Activity:
Up to and including the line containing "positive clicks: (239, 273) (160, 257)", please reproduce the lines of the listing below, starting from the top.

━━ Extracted records

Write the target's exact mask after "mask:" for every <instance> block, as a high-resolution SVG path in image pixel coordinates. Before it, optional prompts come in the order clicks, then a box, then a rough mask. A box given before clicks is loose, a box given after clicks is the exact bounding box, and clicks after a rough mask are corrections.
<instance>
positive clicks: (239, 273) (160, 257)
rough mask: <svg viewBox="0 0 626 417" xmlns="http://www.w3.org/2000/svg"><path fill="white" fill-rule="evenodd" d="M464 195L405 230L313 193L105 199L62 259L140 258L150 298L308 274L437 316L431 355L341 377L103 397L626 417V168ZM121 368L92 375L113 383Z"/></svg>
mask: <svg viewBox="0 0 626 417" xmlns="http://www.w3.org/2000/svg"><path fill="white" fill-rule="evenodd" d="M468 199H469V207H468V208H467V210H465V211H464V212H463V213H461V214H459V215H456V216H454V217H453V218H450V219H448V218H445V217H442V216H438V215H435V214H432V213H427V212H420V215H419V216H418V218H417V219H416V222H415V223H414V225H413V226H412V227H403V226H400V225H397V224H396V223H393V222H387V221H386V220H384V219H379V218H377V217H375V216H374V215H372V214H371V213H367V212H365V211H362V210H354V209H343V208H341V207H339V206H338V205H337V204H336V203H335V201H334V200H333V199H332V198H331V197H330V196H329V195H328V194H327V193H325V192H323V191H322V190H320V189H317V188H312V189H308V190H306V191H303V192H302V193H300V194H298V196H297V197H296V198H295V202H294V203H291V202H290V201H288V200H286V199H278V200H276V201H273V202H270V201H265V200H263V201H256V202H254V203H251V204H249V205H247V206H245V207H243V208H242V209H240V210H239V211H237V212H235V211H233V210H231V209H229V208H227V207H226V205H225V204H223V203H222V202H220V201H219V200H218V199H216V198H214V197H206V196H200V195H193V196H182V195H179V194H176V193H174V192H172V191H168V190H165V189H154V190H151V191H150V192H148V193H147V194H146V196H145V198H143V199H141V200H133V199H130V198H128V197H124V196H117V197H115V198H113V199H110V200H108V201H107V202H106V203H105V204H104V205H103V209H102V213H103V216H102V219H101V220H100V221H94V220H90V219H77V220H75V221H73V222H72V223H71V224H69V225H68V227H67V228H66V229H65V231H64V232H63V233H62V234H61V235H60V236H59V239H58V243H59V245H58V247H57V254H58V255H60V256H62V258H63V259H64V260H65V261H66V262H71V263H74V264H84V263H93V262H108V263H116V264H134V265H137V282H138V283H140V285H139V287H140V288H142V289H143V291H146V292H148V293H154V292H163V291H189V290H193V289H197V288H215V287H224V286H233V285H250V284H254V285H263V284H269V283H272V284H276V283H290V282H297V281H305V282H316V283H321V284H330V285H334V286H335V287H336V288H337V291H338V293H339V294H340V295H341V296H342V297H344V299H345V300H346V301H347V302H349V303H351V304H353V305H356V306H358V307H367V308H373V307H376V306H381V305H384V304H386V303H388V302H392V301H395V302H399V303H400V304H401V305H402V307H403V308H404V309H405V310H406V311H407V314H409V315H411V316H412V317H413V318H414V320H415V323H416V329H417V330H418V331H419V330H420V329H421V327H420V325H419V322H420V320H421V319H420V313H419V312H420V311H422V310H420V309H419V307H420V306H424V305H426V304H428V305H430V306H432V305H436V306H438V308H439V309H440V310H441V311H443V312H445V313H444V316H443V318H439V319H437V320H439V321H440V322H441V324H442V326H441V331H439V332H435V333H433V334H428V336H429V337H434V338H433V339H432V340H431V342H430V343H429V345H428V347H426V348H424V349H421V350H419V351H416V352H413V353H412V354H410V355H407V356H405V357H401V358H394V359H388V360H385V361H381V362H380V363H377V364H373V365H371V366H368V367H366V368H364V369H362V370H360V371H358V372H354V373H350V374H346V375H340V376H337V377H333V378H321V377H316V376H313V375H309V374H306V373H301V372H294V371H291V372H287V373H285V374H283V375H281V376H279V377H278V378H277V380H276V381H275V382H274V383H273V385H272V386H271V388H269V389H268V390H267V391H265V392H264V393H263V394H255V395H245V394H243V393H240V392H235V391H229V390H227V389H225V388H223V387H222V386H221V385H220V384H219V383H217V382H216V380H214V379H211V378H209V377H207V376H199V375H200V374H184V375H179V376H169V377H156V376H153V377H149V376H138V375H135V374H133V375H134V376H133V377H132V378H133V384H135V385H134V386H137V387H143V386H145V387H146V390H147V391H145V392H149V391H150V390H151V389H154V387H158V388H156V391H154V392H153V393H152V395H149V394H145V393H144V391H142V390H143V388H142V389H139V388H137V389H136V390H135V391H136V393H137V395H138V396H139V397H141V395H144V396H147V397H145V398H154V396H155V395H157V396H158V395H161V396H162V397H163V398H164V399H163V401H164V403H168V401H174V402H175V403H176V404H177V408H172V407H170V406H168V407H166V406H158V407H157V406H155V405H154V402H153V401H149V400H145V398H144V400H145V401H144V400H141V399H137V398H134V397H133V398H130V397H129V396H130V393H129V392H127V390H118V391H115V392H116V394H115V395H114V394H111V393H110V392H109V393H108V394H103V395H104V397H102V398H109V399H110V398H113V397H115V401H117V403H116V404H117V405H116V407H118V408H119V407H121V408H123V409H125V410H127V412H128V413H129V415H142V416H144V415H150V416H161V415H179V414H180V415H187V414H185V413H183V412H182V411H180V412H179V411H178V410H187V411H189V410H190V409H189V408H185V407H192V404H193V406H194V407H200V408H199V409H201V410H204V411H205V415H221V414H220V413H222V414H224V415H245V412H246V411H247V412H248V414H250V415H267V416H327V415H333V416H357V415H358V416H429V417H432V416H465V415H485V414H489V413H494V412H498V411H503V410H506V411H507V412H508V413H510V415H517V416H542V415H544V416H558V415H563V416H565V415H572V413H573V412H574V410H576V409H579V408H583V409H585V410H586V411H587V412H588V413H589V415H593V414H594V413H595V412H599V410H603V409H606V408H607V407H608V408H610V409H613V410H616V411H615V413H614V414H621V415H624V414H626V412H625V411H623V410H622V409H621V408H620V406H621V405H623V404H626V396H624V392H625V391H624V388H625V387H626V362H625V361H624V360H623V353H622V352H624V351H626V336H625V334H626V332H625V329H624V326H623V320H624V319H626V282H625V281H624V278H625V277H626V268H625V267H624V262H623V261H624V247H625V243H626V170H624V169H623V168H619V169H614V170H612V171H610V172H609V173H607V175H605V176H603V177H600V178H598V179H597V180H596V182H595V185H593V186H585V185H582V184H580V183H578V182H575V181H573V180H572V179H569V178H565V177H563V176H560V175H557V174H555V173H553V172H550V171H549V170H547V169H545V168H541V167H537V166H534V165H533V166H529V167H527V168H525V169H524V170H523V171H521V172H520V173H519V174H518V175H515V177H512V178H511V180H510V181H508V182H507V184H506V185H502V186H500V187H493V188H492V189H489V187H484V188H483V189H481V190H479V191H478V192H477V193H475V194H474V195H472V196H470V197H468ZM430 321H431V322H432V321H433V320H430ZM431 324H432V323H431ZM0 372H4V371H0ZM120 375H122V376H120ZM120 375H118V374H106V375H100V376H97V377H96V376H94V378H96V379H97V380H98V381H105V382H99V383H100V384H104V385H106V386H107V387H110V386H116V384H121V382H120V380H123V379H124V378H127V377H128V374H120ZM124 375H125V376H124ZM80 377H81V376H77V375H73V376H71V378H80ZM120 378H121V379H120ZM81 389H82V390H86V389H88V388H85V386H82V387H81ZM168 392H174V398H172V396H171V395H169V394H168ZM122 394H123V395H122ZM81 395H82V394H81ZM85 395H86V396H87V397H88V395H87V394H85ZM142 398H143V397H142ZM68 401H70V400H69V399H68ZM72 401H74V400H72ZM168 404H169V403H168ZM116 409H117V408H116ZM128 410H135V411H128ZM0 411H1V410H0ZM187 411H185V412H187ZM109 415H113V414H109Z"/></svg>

━━━━

Exercise answer:
Write the target's exact mask after "mask:" for every <instance> block, as a high-resolution SVG path in image pixel coordinates. Before it, optional prompts come in the order clicks, then a box, then a rough mask. A box given before clicks is loose, a box given after clicks is the exact bounding box, and clicks after a rough mask are corrections.
<instance>
positive clicks: (239, 273) (160, 257)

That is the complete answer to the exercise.